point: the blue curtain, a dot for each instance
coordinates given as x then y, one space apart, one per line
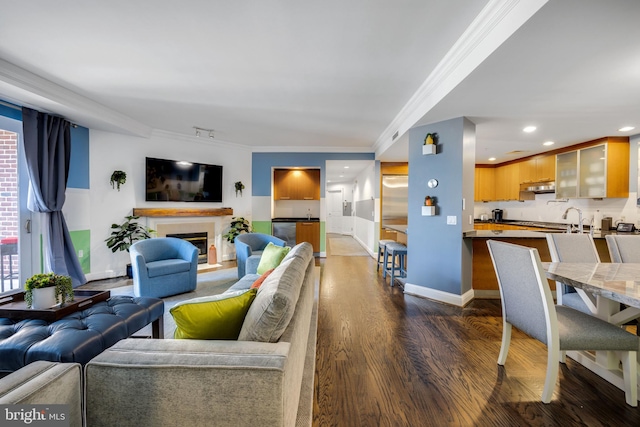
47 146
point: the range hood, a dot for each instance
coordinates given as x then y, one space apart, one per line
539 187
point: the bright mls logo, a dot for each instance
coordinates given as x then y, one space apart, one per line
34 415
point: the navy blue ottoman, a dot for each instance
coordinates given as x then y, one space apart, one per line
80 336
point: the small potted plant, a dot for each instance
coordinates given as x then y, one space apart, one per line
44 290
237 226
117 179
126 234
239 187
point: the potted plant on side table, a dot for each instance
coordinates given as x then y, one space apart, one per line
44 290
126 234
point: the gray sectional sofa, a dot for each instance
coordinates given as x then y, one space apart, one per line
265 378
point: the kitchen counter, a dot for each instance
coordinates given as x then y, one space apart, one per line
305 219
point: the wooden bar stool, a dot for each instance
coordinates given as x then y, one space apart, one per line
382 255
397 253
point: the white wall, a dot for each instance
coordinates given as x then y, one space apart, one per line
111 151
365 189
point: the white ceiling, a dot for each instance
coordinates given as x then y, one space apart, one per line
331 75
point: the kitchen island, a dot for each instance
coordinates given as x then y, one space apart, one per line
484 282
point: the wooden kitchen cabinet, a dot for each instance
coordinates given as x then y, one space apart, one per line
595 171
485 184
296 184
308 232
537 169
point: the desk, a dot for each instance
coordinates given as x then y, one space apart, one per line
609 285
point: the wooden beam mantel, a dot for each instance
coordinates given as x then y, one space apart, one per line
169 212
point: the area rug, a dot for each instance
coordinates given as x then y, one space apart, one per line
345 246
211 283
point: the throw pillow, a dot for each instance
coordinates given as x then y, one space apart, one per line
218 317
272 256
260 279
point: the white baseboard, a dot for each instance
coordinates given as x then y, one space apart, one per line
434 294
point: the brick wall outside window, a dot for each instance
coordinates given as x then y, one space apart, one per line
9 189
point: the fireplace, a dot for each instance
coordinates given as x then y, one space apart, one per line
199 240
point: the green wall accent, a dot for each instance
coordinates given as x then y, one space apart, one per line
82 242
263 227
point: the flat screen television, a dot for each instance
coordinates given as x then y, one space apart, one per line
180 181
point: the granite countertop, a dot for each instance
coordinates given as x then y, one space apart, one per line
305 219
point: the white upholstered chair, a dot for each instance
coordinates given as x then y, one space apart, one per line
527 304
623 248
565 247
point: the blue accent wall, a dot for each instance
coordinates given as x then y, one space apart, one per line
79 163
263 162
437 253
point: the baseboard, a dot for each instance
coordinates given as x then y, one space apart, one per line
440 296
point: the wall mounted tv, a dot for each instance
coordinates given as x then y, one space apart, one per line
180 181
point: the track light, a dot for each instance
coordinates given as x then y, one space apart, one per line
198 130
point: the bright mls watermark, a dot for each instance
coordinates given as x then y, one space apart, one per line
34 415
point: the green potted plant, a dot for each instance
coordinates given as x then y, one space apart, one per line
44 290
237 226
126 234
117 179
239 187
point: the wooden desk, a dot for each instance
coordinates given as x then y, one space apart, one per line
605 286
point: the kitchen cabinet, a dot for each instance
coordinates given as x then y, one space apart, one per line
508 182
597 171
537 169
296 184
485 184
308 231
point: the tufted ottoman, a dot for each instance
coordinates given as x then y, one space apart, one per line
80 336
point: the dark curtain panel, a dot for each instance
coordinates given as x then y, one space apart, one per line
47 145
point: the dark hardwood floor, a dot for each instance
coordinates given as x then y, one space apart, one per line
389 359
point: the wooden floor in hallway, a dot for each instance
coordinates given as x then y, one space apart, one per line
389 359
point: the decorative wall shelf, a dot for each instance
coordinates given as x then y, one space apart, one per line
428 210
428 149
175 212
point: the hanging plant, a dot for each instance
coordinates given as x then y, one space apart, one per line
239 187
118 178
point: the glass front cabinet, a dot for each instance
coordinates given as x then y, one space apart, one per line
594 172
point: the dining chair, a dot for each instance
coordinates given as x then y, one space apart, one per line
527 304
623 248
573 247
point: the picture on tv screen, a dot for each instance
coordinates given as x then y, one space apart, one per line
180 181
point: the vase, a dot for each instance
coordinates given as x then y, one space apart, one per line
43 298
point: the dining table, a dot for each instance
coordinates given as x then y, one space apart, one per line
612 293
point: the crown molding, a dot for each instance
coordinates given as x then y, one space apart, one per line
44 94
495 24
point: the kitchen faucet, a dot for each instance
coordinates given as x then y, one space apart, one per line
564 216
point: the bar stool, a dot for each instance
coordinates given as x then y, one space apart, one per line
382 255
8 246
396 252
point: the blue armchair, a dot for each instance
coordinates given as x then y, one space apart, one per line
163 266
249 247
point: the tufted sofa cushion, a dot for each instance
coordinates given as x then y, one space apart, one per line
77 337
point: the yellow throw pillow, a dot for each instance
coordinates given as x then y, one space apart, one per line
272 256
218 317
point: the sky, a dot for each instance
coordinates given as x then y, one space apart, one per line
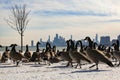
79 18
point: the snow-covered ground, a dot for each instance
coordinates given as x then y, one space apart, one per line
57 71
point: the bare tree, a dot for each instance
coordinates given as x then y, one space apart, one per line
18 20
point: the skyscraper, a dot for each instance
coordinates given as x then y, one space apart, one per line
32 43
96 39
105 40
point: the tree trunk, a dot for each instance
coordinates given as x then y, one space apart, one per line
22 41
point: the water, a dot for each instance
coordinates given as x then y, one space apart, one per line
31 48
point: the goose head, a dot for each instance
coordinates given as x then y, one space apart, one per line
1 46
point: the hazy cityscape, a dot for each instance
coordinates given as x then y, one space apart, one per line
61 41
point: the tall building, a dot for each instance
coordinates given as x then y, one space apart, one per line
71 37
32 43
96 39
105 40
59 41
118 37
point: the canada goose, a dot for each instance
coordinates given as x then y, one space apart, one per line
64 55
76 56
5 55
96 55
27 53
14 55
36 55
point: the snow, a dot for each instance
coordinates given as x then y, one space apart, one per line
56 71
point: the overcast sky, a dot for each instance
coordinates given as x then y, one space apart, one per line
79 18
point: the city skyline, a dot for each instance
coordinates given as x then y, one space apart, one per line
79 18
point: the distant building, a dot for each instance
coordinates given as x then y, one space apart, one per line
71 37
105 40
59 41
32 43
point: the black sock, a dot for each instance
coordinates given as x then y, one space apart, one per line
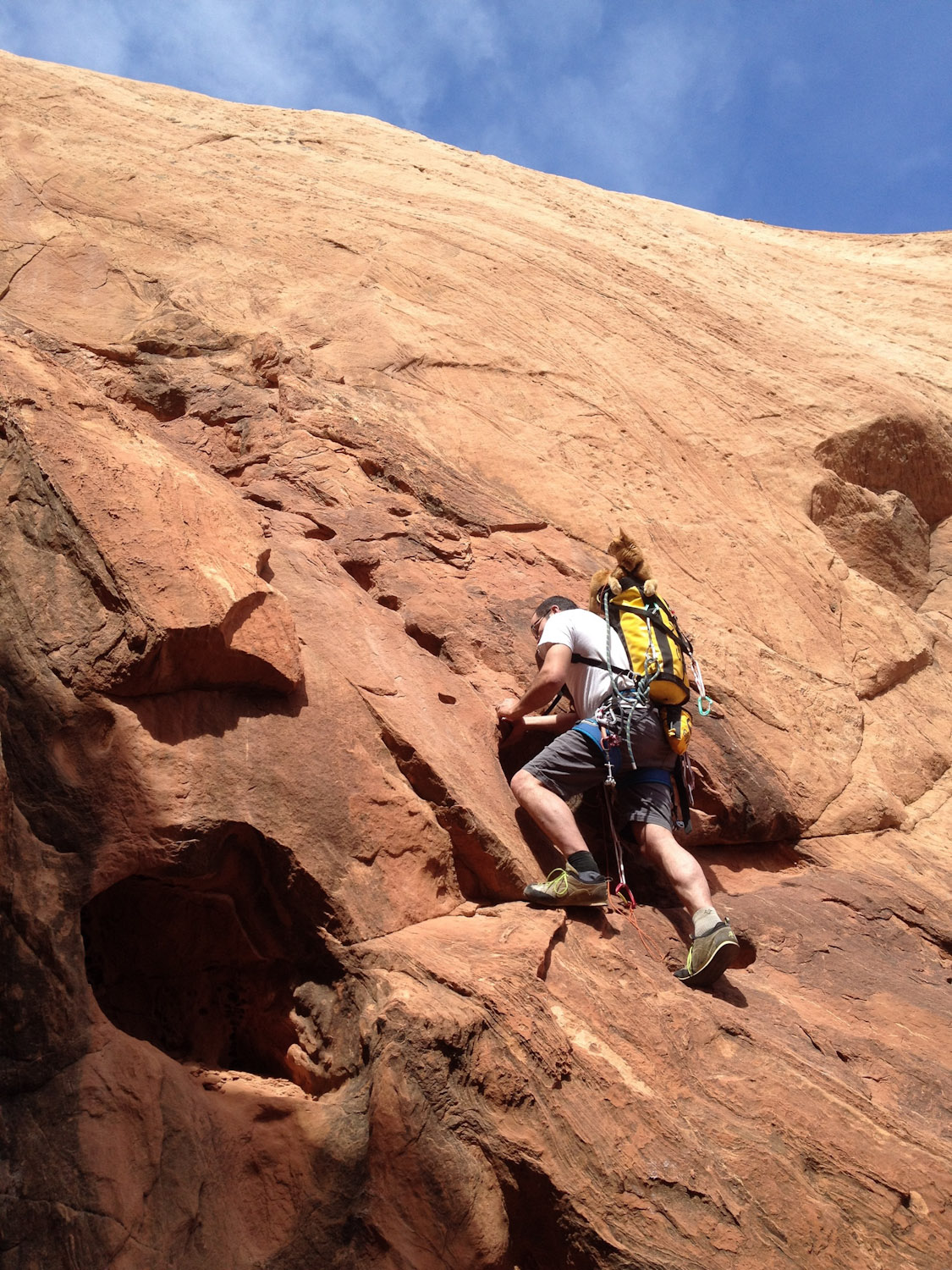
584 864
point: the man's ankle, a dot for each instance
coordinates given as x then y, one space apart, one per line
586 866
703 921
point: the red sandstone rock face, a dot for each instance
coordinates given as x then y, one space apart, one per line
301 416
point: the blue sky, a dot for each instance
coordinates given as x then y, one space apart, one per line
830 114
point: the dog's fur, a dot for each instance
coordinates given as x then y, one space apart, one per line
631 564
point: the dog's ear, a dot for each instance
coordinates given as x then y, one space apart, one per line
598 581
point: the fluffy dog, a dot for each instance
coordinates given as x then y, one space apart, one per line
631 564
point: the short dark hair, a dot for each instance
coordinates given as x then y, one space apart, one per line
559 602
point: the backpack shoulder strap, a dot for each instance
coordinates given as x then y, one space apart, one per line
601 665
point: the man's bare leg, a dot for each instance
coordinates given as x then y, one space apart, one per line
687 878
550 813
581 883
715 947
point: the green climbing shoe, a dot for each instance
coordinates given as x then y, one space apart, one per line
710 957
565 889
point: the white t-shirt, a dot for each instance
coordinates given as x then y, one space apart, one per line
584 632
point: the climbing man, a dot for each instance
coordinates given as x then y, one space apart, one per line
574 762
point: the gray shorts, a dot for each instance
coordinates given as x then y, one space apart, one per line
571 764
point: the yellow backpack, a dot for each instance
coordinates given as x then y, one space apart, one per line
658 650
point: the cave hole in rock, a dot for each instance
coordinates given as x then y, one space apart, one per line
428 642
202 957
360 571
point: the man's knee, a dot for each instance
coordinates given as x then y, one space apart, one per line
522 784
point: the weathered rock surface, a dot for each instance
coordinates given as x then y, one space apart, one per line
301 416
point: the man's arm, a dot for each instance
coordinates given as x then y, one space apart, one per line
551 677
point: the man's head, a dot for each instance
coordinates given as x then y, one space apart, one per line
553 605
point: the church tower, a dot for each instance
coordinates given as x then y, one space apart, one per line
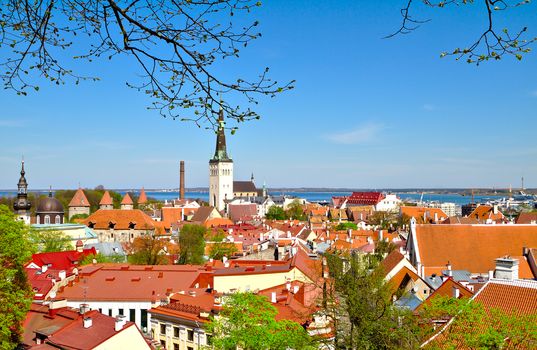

## What to work on
Starting at the line that contains "point: the man's head, a" and ending at the last line, write every line out again, with each answer coordinate shifted up by 3. Leave the pictures out.

## Task solution
point: the man's head, a dot for each instance
coordinates given as x then y, one space apart, one per line
556 608
point: the church tower, a dot for each instance
coordinates given as x then y, one space apart, one per line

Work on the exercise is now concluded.